__EXERCISE DESCRIPTION__:
Give back the data below line for line, with every character unchanged.

────────────────────

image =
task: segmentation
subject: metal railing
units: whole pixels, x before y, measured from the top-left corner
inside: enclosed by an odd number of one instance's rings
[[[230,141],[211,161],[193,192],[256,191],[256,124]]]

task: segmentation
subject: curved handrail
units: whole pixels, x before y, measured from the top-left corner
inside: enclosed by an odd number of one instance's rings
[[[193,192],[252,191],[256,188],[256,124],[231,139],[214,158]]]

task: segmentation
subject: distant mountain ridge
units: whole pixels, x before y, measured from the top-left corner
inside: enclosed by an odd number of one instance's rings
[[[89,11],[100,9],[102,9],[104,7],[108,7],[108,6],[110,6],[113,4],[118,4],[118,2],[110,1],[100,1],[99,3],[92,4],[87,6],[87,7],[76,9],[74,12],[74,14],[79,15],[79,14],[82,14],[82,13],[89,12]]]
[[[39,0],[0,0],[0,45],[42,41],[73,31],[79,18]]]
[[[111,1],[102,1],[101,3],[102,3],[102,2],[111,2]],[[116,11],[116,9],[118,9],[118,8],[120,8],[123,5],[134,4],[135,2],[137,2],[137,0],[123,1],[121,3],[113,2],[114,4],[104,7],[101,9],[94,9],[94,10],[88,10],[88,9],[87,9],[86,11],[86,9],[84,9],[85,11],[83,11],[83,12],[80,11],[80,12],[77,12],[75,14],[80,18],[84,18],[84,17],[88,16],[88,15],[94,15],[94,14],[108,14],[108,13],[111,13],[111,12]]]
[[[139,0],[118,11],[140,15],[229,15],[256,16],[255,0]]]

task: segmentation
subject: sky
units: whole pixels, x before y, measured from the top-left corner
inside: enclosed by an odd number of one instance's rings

────────────────────

__EXERCISE OUTPUT__:
image =
task: segmentation
subject: metal railing
units: whole pixels, x before y, measured from the top-left corner
inside: enclosed by an odd number of one instance's rings
[[[230,141],[211,161],[193,192],[256,191],[256,124]]]

task: segmentation
subject: curved handrail
units: whole pixels, x before y, measured from the top-left corner
inside: enclosed by an odd number of one instance's rings
[[[193,192],[252,191],[256,188],[256,124],[231,139],[214,158]]]

task: segmentation
subject: distant mountain ridge
units: whole pixels, x before y, measured from the top-left corner
inside: enclosed by an odd number of one instance's rings
[[[89,11],[100,9],[102,9],[104,7],[108,7],[108,6],[110,6],[113,4],[118,4],[118,2],[110,1],[100,1],[99,3],[92,4],[87,6],[87,7],[76,9],[74,12],[74,14],[79,15],[79,14],[82,14],[82,13],[89,12]]]
[[[39,0],[0,0],[0,45],[42,41],[73,31],[79,18]]]
[[[111,1],[102,1],[101,3],[102,3],[102,2],[111,2]],[[116,11],[116,9],[118,9],[118,8],[120,8],[123,5],[134,4],[135,2],[137,2],[137,0],[123,1],[121,3],[113,2],[114,4],[104,7],[101,9],[94,9],[94,10],[88,10],[88,9],[87,9],[86,11],[86,9],[84,9],[85,11],[83,11],[83,12],[80,11],[80,12],[77,12],[75,14],[80,18],[84,18],[84,17],[88,16],[88,15],[94,15],[94,14],[108,14],[108,13],[111,13],[111,12]]]
[[[139,0],[118,11],[140,15],[229,15],[256,16],[255,0]]]

task: segmentation
subject: sky
units: whole pixels, x before y, measured from the top-left corner
inside: enclosed by an odd number of one instance's rings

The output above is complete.